§ **GOAL**
Transcribe everything from the line containing "I'd really appreciate it if you could find the white door" down to the line containing "[115,154,129,266]", with both of those lines included. Copy each one exactly.
-- start PROVIDED DATA --
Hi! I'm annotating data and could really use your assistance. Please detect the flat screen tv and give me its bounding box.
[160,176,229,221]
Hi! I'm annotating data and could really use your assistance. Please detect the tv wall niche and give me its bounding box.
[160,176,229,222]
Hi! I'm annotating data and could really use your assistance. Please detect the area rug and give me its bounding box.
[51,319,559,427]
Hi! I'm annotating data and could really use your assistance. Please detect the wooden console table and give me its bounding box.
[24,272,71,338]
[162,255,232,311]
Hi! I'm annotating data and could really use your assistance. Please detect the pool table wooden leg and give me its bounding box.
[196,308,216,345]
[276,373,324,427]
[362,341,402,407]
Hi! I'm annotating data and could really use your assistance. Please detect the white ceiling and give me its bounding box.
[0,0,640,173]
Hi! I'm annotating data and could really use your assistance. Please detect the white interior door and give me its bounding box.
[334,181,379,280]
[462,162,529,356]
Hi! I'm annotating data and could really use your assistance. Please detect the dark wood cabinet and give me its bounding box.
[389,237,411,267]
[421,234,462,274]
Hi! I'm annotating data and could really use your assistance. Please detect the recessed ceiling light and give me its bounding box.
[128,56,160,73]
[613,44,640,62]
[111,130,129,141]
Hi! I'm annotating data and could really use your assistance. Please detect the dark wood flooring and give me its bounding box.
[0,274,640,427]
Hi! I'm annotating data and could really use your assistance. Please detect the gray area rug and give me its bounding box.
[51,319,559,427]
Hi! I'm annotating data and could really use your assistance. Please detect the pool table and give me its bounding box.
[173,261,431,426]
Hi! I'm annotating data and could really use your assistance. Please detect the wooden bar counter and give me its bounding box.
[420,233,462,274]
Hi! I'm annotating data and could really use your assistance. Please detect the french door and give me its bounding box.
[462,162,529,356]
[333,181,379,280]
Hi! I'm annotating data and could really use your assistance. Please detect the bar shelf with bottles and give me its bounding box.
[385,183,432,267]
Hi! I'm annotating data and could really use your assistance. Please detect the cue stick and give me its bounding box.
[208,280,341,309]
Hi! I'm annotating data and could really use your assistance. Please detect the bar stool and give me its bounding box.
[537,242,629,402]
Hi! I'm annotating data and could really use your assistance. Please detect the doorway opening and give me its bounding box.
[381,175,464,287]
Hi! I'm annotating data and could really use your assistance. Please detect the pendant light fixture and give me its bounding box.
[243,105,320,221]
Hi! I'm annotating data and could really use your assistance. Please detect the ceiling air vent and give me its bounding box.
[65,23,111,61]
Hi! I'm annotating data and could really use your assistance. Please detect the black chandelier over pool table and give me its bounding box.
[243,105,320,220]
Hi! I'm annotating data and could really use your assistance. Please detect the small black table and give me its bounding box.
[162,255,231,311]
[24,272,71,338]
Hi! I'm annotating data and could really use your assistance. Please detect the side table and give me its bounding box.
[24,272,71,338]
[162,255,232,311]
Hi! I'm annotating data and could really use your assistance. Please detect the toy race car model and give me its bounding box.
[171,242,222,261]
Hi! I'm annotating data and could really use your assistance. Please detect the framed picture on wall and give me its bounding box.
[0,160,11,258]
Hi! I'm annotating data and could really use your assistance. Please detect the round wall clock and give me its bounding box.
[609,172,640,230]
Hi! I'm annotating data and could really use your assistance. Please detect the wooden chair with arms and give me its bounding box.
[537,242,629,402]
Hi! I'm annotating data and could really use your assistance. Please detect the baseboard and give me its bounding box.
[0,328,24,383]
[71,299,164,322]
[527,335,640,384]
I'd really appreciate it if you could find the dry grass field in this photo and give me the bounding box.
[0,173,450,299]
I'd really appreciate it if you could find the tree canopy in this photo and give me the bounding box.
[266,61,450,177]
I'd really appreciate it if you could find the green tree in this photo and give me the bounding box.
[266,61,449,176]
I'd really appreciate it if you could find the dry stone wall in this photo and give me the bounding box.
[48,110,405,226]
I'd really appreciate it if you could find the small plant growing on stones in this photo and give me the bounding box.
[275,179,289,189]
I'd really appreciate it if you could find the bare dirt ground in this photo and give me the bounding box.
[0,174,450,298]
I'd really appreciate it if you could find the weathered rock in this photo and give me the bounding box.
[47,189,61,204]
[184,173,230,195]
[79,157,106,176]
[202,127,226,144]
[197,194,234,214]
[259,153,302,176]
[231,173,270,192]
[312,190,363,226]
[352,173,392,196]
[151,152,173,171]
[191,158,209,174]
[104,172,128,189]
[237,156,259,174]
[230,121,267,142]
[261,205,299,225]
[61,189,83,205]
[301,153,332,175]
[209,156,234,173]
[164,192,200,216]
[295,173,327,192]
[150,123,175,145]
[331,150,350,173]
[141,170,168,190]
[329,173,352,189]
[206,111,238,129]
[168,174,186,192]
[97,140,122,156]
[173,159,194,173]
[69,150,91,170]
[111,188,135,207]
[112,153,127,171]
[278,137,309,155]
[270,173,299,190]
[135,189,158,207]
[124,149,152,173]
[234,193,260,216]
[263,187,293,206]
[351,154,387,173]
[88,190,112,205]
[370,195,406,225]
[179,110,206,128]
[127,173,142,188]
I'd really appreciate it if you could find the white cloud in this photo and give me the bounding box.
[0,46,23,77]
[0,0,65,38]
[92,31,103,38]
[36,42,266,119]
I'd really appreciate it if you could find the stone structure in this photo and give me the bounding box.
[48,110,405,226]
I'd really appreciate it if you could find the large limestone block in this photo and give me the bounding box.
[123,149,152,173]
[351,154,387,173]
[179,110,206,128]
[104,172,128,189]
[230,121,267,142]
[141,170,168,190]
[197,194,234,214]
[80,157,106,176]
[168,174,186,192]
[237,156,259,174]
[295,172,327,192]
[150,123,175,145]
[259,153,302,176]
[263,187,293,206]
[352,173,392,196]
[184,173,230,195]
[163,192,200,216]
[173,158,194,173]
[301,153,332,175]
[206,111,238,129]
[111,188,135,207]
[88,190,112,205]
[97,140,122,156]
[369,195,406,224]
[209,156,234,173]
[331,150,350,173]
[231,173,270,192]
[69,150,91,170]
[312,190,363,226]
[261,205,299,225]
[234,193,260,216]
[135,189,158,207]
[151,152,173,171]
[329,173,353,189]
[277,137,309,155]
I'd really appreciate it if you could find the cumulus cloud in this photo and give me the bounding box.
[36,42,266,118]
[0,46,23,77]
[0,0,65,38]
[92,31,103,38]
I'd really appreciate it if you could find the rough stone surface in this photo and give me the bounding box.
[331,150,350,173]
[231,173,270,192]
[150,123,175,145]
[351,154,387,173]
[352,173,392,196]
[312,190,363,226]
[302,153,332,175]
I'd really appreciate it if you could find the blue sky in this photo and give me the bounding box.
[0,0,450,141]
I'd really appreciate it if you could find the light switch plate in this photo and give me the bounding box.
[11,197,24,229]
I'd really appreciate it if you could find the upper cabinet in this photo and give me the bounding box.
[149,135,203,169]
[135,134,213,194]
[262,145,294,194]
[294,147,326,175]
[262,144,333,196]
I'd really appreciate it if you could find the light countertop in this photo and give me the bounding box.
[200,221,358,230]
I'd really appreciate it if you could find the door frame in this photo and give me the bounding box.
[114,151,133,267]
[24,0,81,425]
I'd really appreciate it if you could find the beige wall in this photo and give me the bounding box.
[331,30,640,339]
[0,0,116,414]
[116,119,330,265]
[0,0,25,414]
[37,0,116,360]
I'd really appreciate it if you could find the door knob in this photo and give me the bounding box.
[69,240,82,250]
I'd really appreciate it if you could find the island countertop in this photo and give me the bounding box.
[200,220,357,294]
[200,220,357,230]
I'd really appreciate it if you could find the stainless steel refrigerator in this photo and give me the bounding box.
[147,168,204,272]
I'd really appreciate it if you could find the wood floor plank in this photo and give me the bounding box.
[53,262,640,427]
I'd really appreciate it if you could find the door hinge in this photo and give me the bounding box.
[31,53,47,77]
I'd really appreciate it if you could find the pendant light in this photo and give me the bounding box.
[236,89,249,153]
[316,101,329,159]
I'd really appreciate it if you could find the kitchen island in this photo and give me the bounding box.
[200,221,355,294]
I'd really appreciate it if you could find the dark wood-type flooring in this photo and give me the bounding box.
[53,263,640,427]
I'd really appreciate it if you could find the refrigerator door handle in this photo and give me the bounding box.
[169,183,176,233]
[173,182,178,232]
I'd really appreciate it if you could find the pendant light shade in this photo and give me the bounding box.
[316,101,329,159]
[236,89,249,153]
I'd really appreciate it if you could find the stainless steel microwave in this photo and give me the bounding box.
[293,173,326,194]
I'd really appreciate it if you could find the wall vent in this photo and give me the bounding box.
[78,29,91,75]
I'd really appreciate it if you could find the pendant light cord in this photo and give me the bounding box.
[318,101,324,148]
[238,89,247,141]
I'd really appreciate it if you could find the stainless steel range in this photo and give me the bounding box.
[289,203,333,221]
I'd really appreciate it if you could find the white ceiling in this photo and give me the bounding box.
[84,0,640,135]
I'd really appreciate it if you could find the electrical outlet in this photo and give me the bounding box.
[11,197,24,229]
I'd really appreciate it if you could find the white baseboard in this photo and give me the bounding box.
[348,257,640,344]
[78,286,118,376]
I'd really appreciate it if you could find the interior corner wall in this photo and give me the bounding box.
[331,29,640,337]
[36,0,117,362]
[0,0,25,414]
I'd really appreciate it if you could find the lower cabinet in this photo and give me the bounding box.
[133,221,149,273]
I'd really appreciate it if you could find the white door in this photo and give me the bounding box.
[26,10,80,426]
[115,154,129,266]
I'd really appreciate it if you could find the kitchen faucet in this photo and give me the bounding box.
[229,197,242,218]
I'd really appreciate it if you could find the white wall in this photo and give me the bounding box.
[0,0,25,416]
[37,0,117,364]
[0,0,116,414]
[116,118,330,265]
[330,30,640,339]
-- end PROVIDED DATA --
§ **FINAL ANSWER**
I'd really appreciate it if you could find the white door in this photo and give me the bounding box.
[26,10,80,426]
[115,154,129,266]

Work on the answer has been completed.